This is amazing - GO's bus services are usually a massive pain to understand because of all the separate timetable documents for each route.

What's worse, it's not even easy to know which timetables to check because the official system map is completely useless for looking for GO bus routes, so you basically just have to open lots of timetables and look at the route maps to even check if the route is useful to you. I think most GO bus riders probably just blindly follow Google maps or whatever and have a next to no understanding of where any routes actually go apart from the routes they regularly use. Most riders of other systems probably at least have a vague idea of where service goes.

Thanks!

The challenge with mapping GO's bus routes is that they're so variable. In my timetables you can see that the service patterns vary quite significantly over the day. Route 45 only runs in the morning and afternoon, meanwhile routes 47G and 47D only run in the afternoon and evening. This variation is very useful as it allows GO to closely match service patterns to travel patterns.

Inevitably, many of the service customizations make the routes less intuitive. For example, a few years ago they started through-running many of the 407 East and 407 West bus routes. This is definitely an improvement for passengers, since it cuts down transfers, but it made the timetables a mess. Instead of one 407 East timetable and two for 407 West (route 40 always had its own timetable for some reason), there are now 3 for 407 west and 2 for 407 East.

However, there are certainly some improvements GO could do to service legibility, without actually changing the routes. For example, Routes 56 and 41/47 are shown on different timetables (tables 54 and 41 respectively) despite effectively being branches of the same route. During the midday, the two routes are blended to provide a 15-minute service from Oakville Park & Ride to Richmond Hill Centre via Square One, Bramalea and Hwy 407 Station.
Capture5.PNG

They should include route 56 in table 41 so people can actually see the regular 15-minute service in one place.

Meanwhile route 48 should be removed from table 41 and given its own timetable since it has only shares the corridor for a single stop (Bramalea - 407 Stn) and adds it a lot of unnecessary clutter.

-------------------------

▸ **Exercise instructions**:
1. In the GO bus timetable discussion, which routes run only in the afternoon and evening?
2. Please resume the GO bus timetable discussion, picking up after its last sentence.

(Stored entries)
-------------------------

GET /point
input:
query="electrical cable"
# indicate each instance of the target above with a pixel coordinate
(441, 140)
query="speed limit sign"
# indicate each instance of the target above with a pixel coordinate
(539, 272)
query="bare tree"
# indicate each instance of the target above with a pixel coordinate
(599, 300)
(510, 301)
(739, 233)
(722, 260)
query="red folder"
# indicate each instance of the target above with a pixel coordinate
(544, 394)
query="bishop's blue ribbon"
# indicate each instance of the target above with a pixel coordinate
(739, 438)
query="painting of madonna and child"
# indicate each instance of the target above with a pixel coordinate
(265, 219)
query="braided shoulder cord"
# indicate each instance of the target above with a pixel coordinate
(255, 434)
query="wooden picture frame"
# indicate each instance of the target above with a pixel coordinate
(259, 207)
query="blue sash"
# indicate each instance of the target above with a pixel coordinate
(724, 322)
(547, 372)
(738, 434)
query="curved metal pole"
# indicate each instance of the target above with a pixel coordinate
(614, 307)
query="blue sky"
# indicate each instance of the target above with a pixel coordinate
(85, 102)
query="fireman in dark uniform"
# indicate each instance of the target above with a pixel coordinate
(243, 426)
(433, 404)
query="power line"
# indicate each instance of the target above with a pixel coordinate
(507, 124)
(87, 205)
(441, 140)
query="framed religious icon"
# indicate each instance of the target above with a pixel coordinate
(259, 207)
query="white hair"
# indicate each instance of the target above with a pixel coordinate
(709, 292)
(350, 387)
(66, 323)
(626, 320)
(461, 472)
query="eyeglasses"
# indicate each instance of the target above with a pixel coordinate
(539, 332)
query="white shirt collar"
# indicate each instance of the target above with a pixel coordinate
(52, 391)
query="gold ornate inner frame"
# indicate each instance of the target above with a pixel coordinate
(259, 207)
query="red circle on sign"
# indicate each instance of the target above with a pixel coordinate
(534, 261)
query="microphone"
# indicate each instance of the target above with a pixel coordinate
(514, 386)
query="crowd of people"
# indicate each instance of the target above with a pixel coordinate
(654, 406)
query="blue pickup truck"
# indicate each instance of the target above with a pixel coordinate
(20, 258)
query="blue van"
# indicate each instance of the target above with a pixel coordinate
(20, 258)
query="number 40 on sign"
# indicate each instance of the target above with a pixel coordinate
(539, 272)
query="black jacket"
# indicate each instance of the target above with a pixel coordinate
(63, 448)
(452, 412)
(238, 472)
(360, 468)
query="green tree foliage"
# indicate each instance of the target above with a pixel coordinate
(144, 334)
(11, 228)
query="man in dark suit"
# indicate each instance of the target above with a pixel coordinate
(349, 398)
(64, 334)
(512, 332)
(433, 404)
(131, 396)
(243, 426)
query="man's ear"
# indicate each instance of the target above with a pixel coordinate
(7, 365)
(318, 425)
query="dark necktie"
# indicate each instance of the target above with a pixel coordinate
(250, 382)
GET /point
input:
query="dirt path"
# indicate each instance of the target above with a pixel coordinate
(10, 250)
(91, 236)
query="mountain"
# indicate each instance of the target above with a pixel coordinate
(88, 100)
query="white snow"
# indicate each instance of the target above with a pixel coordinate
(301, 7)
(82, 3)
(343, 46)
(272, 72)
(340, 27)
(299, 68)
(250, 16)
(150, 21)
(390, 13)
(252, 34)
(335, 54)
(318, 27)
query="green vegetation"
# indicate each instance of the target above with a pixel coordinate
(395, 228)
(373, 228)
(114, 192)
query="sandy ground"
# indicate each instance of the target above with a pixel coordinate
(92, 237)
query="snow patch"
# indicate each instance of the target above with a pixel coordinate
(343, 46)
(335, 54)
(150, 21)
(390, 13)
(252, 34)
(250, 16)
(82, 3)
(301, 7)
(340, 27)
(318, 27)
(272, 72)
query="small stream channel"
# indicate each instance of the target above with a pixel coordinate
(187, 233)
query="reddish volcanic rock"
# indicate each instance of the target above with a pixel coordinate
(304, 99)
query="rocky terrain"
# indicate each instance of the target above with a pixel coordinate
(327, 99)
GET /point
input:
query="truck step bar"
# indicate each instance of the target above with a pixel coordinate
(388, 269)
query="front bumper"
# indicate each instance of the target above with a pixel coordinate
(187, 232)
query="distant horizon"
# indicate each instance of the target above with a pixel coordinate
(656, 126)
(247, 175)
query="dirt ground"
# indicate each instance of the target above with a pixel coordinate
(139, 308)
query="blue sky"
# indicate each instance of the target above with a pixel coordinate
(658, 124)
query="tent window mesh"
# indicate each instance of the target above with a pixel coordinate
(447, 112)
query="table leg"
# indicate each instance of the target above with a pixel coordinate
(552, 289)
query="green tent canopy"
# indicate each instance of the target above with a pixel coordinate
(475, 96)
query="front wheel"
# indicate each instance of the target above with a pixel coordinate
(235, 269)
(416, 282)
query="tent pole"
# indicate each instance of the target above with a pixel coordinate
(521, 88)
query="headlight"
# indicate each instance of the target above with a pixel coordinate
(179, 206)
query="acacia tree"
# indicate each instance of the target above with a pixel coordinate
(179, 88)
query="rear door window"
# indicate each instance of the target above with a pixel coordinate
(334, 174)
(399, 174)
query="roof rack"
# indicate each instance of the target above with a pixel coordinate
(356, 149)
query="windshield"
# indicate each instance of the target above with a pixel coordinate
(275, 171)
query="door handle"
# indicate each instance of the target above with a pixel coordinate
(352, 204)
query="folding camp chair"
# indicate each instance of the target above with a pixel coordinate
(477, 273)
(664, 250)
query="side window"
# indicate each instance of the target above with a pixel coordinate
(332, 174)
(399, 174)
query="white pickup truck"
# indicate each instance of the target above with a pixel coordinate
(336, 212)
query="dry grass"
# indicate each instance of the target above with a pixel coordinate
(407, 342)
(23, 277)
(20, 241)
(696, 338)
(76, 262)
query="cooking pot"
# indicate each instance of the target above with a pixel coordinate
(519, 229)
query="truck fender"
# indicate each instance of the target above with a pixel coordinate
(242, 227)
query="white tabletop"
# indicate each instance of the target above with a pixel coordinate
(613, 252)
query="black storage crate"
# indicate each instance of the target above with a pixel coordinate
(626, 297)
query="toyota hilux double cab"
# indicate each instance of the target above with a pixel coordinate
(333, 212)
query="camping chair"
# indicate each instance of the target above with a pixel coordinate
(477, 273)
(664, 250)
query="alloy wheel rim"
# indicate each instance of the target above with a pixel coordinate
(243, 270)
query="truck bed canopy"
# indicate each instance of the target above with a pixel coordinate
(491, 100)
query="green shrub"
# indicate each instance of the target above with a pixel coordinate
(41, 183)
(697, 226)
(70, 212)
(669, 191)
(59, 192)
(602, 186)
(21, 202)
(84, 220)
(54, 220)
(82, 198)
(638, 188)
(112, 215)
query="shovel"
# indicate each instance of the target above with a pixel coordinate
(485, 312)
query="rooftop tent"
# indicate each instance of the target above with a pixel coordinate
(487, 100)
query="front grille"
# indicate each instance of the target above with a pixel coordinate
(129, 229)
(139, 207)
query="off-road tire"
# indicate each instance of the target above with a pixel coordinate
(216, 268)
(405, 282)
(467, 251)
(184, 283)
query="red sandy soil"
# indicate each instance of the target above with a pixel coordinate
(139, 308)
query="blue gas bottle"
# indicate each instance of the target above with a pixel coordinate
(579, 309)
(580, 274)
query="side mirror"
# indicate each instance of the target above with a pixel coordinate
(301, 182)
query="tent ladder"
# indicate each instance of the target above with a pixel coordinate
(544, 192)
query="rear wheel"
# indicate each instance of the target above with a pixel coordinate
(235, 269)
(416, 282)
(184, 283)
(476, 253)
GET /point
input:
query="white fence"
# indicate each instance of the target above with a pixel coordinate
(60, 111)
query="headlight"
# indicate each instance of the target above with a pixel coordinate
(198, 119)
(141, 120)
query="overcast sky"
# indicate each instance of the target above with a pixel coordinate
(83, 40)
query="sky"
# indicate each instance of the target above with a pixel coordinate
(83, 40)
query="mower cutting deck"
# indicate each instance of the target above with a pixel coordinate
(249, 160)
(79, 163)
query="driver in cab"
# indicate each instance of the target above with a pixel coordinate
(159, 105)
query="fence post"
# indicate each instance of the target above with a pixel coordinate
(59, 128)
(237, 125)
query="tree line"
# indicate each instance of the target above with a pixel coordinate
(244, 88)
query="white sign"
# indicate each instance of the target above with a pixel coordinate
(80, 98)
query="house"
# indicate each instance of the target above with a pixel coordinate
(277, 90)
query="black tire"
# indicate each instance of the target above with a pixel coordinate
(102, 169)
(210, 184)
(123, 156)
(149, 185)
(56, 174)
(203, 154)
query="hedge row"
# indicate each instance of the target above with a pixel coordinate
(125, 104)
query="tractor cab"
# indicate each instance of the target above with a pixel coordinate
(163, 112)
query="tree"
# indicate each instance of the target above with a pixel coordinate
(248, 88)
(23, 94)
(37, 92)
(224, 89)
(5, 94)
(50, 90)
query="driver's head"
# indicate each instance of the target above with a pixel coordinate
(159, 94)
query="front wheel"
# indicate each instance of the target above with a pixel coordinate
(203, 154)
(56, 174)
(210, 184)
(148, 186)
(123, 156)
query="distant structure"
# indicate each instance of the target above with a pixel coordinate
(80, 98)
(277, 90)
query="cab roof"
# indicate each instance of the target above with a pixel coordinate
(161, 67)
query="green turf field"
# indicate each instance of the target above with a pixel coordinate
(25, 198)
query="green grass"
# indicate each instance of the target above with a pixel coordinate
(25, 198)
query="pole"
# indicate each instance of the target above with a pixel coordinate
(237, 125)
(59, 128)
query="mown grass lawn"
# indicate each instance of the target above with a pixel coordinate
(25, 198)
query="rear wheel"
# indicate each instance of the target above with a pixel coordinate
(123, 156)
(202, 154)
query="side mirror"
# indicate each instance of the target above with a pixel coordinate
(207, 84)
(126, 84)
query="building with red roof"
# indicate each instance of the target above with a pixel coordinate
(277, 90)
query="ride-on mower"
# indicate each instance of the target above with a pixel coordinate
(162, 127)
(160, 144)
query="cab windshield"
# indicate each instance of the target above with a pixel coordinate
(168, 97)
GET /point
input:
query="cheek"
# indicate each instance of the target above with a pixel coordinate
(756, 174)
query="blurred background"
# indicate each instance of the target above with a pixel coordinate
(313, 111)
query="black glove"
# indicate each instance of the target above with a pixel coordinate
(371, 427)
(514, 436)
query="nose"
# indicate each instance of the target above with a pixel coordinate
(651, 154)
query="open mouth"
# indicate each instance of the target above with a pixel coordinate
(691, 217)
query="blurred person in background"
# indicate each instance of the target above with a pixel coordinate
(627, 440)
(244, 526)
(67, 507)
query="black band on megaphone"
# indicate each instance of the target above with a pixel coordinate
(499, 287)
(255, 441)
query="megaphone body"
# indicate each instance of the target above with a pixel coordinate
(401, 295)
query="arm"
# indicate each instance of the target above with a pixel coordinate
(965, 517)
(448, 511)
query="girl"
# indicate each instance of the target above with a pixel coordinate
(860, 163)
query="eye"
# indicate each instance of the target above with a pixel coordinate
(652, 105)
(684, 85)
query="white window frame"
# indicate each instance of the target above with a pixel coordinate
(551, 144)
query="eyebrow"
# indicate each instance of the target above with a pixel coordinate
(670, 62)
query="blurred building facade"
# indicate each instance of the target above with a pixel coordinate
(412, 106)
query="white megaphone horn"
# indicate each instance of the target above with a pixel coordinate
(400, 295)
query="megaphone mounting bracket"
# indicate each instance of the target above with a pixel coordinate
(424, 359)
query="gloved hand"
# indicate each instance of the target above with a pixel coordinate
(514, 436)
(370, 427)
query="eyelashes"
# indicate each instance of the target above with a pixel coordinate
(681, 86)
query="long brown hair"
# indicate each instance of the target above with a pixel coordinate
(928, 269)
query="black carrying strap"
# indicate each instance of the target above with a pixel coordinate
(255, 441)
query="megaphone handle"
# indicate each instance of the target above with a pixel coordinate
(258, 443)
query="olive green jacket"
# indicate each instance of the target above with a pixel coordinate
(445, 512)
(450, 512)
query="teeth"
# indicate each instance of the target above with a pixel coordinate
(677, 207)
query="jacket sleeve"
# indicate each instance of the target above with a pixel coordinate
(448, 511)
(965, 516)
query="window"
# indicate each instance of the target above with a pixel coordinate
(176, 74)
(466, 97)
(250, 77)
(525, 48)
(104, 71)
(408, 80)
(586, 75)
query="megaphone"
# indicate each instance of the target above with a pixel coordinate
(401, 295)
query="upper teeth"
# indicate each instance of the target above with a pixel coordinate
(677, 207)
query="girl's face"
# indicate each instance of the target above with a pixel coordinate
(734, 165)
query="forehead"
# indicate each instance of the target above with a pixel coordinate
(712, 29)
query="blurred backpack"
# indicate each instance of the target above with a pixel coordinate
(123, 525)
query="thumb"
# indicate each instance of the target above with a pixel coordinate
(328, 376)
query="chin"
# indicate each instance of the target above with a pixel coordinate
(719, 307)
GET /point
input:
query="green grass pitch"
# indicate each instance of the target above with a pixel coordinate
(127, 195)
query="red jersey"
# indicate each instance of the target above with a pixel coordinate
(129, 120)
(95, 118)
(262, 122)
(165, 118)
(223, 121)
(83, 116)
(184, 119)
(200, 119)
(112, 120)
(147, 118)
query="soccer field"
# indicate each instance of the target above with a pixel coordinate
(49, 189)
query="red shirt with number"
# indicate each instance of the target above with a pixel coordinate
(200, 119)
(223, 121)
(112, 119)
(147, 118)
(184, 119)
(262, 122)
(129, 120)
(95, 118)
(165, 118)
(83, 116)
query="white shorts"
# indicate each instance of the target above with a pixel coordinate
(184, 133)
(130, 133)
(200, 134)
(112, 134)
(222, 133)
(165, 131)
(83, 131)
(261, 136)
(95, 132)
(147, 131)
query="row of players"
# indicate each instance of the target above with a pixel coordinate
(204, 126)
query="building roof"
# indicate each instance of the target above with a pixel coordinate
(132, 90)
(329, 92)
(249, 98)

-------------------------

▸ **Responses for each task**:
1. Routes 47G and 47D.

2.
They also could rationalize route numbers and letters. Services which pimarily follow the same route should have the same number, and routes which have little in common should have different numbers. Route 21 could probably use a second route number to help cut down on the alphabet soup. For example, most of the services to Square One and Lisgar are independent from the services to Meadowvale and Milton.
Capture2.PNG


Meanwhile routes 41 and 47 are actually the same route - route 47 is just a short turn branch. They could instead be 41 and 41B for example.
Capture1.PNG

They could also use some rationalisation of branch letters. It could be useful to have some trends in letter choices, similar to how the TTC used to reserve the letters E and F for express branches. This would help make branch letters easier to remember. For example 25C could have been 25E.
Capture4.PNG


They should also eliminate redundant letters, like the TTC has done. Branches which merge together and run to a common terminus don't need different branch numbers, since nobody boarding the bus needs to distinguish between them. For example westbound routes 41 and 47 could both just be "41".
Capture3.PNG

Does anyone know of any unofficial maps that exist that actually depict all GO bus routes? Such a map really needs to exist.
I did try making some service maps a few years ago: Here is a map of the weekend service from 2017:
GO2017.png

I made the map specifically for the weekend service because the service patterns are simpler and more consistent than on weekdays. On weekdays you'd need a map for early mornings, then a different one one for the AM Peak, another one for early midday, another one for late midday, one for PM Peak, one for early evening, and one for late evening/overnight.